=== EXTRAIT DU TEXTE ===
============================================================

Si l'on excepte le monumental Prince 43 (13 m), ces deux 35 pieds de la même gamme sont les plus grands modèles du constructeur italien. Coques différentes et plan de pont aussi, avec un 35 CC semi-rigide de week-end et un 35 SC, véritable unité de croisière. Le premier joue la carte de la sportivité, le second misant davantage sur le confort. Match fratricide.
Texte Philippe Leblond – Photos Jérôme Kalagopian pour French Boat Market et Philippe Leblond
Il y a tout juste trois ans, le 35 Sport Cabin s'était glissé avec autorité dans le costume de "vaisseau-amiral" du chantier milanais. Une année plus tard, c'était au gigantesque 43 Luxury Cabin de lui ravir la prestigieuse tunique, mais pour "boxer" dans la catégorie supérieure. Et voilà que fin 2013 (première mondiale au Nautic de Paris), le 35 Center Console, sculpté dans son "training" aux contrastes agressifs, vient carrément marcher sur les plates-bandes de son frère aîné, celles que convoitent les semi-rigides de moins de 10 mètres, à la limite de la taxation italienne.

============================================================

=== CONSIGNE 1 ===
Relevez tous les mots placés entre guillemets droits dans le texte sur les deux modèles de 35 pieds.
=== CONSIGNE 2 ===
Recopiez à l'identique le passage du texte sur les deux modèles de 35 pieds allant de « Si l'on excepte » jusqu'à « confort. Match fratricide. ».

=== DONNÉES BRUTES ===
============================================================

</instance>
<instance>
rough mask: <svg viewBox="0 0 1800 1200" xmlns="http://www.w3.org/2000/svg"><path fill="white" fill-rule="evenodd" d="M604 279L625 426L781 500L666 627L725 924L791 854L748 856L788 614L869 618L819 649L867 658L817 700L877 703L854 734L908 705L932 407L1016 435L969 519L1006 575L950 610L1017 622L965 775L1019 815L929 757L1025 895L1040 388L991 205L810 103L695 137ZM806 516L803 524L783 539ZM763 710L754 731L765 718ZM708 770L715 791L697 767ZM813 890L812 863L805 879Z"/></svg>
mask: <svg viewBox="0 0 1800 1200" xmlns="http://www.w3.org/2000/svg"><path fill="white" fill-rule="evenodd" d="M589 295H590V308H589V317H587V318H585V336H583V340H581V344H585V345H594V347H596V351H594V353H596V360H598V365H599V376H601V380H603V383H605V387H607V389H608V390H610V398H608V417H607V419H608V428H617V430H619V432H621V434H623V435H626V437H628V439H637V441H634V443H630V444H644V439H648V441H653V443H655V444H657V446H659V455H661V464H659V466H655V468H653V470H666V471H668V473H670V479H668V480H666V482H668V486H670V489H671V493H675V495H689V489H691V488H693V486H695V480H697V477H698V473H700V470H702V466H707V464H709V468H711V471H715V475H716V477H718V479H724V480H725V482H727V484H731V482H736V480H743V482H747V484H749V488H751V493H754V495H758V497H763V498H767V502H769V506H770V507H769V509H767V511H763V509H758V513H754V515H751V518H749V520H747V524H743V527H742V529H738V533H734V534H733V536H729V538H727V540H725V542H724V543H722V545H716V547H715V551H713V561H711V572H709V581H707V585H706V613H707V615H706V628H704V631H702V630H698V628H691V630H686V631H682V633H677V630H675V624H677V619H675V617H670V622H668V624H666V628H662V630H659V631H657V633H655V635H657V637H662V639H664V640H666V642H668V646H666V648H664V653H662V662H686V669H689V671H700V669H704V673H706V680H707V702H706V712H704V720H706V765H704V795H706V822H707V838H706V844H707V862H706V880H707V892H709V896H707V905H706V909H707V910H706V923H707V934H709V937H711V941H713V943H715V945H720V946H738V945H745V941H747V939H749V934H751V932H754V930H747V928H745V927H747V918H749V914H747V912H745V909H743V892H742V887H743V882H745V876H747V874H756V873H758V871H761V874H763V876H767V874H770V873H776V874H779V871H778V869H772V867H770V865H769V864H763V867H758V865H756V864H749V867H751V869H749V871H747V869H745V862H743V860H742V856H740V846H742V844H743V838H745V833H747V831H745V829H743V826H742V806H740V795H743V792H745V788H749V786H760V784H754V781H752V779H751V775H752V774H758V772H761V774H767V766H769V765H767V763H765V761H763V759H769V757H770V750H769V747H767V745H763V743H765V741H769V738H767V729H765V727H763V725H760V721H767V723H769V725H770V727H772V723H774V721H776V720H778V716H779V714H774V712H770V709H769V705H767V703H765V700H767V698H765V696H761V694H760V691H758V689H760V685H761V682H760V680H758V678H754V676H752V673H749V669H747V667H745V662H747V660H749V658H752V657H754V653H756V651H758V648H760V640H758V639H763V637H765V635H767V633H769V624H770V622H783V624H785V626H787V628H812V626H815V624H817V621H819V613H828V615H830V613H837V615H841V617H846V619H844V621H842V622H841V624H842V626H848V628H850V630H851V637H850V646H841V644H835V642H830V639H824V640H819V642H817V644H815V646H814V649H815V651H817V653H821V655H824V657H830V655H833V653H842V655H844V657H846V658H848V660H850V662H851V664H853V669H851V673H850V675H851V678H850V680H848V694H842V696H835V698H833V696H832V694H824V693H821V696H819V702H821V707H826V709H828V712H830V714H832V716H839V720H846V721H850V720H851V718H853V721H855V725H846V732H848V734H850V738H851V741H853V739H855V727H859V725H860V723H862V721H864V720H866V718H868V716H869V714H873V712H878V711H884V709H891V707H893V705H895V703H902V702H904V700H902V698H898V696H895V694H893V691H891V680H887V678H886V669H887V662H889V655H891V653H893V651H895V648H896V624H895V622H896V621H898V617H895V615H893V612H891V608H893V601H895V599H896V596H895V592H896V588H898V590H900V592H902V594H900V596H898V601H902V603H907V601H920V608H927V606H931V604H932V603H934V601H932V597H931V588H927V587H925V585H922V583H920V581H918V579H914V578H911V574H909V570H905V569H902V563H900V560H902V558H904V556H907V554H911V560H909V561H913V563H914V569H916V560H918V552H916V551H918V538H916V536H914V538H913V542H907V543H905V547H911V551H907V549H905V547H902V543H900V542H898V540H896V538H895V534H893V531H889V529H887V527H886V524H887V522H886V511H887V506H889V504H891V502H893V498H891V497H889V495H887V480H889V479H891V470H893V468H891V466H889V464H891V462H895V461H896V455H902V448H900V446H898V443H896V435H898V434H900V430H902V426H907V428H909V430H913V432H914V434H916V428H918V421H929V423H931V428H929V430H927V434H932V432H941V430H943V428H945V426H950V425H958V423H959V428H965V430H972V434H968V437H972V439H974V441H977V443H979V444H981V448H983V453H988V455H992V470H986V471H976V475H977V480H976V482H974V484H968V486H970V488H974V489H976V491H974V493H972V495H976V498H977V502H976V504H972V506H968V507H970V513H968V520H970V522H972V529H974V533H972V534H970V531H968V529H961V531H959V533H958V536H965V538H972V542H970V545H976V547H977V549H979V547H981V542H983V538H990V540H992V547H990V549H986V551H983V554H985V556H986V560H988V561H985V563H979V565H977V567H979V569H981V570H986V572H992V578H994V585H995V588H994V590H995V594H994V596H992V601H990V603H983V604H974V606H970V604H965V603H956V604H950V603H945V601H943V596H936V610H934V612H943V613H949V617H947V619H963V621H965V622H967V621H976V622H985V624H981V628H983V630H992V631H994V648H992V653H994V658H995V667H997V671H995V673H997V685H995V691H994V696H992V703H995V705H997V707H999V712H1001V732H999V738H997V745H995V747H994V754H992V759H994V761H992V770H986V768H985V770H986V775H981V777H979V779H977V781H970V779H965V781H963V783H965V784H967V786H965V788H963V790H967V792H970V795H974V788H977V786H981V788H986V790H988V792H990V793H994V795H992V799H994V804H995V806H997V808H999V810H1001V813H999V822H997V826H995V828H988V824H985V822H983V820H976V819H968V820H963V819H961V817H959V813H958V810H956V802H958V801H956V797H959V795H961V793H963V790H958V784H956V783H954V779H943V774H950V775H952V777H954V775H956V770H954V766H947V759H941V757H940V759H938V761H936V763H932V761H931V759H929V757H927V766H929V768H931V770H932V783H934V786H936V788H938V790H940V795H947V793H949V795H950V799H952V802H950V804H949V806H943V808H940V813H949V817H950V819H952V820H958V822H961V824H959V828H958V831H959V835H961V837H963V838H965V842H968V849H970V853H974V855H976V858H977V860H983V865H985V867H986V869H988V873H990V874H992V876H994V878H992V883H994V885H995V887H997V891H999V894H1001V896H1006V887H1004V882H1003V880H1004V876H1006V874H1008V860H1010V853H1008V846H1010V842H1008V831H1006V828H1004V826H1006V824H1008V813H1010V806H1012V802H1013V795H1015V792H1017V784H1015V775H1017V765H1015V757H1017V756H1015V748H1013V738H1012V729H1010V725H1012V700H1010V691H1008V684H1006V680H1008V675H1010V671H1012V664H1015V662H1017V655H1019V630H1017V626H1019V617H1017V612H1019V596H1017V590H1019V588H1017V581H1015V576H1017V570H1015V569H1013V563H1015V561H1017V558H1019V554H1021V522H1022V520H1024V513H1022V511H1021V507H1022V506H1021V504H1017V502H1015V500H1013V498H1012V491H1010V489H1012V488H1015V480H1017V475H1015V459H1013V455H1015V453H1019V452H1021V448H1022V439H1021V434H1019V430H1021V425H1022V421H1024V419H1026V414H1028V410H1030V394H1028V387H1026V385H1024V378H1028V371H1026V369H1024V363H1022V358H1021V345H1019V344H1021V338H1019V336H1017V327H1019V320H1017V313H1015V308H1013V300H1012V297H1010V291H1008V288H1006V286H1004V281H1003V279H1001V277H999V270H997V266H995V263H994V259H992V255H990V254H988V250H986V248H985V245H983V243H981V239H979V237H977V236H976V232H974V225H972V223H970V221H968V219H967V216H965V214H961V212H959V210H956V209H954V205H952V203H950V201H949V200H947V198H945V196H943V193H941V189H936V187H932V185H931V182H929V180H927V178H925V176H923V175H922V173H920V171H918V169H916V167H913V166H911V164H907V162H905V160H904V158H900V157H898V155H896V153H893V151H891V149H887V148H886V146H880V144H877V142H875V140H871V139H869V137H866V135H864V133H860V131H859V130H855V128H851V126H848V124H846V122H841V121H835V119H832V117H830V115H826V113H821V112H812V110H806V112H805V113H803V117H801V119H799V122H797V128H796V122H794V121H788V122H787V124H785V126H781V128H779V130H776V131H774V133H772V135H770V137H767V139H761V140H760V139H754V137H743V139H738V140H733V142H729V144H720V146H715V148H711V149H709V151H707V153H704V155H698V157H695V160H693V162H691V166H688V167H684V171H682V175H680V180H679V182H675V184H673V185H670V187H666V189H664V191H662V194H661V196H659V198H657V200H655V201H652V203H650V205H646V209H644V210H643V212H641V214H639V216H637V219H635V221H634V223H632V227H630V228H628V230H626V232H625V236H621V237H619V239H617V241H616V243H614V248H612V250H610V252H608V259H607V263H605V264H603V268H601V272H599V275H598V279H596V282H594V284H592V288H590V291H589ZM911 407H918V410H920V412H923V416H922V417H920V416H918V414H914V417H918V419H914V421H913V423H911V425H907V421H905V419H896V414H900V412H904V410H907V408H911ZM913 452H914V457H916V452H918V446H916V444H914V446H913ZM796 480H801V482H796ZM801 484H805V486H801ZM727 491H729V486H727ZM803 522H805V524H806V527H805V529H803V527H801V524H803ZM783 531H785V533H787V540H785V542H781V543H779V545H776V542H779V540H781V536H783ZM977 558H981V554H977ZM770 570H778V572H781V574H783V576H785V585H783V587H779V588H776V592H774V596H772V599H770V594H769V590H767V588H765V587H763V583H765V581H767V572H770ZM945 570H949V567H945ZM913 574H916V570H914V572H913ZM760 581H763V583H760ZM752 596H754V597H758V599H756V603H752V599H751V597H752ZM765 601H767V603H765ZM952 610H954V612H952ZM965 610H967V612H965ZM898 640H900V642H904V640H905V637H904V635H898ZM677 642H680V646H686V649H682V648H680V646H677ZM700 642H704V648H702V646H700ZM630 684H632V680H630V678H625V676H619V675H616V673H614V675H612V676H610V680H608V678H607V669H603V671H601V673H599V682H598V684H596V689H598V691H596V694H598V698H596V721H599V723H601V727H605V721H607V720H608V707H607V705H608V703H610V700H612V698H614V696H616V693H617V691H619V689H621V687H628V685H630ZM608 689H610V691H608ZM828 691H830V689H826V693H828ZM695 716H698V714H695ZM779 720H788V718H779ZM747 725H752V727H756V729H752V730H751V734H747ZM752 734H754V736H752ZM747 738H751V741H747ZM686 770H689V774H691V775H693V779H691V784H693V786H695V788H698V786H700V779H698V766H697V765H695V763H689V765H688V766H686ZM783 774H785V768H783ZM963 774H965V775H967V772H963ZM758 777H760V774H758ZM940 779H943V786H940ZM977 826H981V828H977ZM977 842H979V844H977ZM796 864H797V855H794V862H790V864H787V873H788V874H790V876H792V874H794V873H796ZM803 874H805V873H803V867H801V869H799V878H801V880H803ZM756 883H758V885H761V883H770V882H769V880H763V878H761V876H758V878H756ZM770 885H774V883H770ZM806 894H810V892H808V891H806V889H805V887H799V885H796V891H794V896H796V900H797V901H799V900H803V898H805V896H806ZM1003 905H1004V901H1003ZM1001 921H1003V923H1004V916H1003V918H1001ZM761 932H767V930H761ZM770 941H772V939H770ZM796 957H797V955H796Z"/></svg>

============================================================

=== ZONE DE RÉPONSE 1 ===
vaisseau-amiral, boxer, training

=== ZONE DE RÉPONSE 2 ===
Si l'on excepte le monumental Prince 43 (13 m), ces deux 35 pieds de la même gamme sont les plus grands modèles du constructeur italien. Coques différentes et plan de pont aussi, avec un 35 CC semi-rigide de week-end et un 35 SC, véritable unité de croisière. Le premier joue la carte de la sportivité, le second misant davantage sur le confort. Match fratricide.